Problems to solve
1) Rewrite the stretch of the live updates on the President's speech from "Pedro Sanchez is" through "and in function.", replacing "2.15pm" with "3pm".
2) Translate this sentence from the live updates on the President's speech into Spanish: "Yolanda Díaz highlights the vital role of the European Union in this crisis, recalling that “Spain is not alone” when it comes to taking action."

Euro Weekly News reports live updates from the President’s Speech. 29.03.20.
Pedro Sanchez is currently meeting with the leaders of Spain’s autonomous communities to finalise the regulations of the new decree which states that all businesses which are strictly non-essential must be closed for the next two weeks.
His speech is due to begin at 2.15pm and it will outline which essential businesses and workers will be able to remain open and in function.
Maria Jesus Montero, the Spokeswoman for the Ministry of Spain wants to convey that they are hopeful to find a definitive solution through science and medicine which will finally solve the pandemic once and for all.
All governments and countries around the world are trying to stop the spread of this virus and we have learnt that these are unprecedented circumstances which all for extraordinary measures.
The decision to strictly close all non-essential businesses has been taken in order to further reduce mobility and decrease the risk of infection between citizens in order to flatter the curve of infection and relieve tension on the Intensive Care Units. This has been done to protect all citizens, especially those who are in part of the most vulnerable groups.
Montero insists that the goal is to “buy time” against this virus and that our weeks of confinement are already beginning to “pay off” as the rate of infection is “without a doubt” much lower than if we had not been quarantined.
We have to ensure that the rate of mobility within our nation during these next few weeks is the same as that as it would be on a weekend of quarantine, for this reason, we have approved the measure to justify this action.
The decree regulates a recoverable paid leave for all labour personnel who provide services in companies or public private entities.
Obviously, this will not include people who are able to do their job from home by teleworking or online, or those who have received an ERTE, those who currently find themselves temporarily incapable to work, those who are currently on maternity or paternity leave, and of course those essential workers.
Each day we grow closer to flattening the curve but we must provide additional effort, this is why the government, after taking on board the advice of experts, has decided to become stricter in the closure of non-essential businesses.
María Jesús Montero announces that the government will continue working on “a package of measures that will be developed next week and in the coming months.
“Next week we will be receiving medical supplies which have been purchased from China valued at over €600 million.
“We have also invested vastly in scientific research, as well as social measures so that nobody is left behind during this crisis.”
She affirms that “there is no time to lose” in the fight against the coronavirus, “everyone in their own way has a level of responsibility to uphold in the name of society and the objective is to save lives.”
Yolanda Diaz, the Minister of Labour
She begins by thanking the health professionals for all of their efforts and by promoting the need for better safety measures and protection to these workers who are out on the front lines.
Yolanda Díaz highlights the vital role of the European Union in this crisis, recalling that “Spain is not alone” when it comes to taking action.
Diaz has confirmed that although the upcoming quarantine will be even harder and stricter that the government will not bow down to pressure on lifting these restrictions as they are vital to flattening the curve.
She specifies which workers will be affected by paid leave: “This measure will be applied to workers who are now carrying on with their activities, not to those working from home, to those who have received an ERTE, or have a temporary disability procedure. Employers must guarantee paying their employees’ wages. Workers must return those hours which they have been paid for during the quarantine before December 31, this way no one loses.”
This is a very flexible option as we have left a margin for negotiation between the employer and the employees. We must prioritise general interests over individual ones. The objective is to flatten the curve.

Extracted data
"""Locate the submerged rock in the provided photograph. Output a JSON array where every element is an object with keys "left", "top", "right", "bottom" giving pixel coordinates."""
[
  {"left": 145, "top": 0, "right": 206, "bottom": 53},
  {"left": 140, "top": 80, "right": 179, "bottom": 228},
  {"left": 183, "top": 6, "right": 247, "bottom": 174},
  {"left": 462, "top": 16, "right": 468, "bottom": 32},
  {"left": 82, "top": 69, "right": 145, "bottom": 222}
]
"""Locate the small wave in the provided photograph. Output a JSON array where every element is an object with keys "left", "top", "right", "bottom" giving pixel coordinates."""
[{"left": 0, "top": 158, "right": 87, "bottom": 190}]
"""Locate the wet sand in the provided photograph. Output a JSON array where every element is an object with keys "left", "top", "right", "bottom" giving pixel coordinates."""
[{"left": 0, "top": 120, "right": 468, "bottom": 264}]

Problem solutions
1)
Pedro Sanchez is currently meeting with the leaders of Spain’s autonomous communities to finalise the regulations of the new decree which states that all businesses which are strictly non-essential must be closed for the next two weeks.
His speech is due to begin at 3pm and it will outline which essential businesses and workers will be able to remain open and in function.

2) Yolanda Díaz destaca el papel vital de la Unión Europea en esta crisis, recordando que «España no está sola» a la hora de actuar.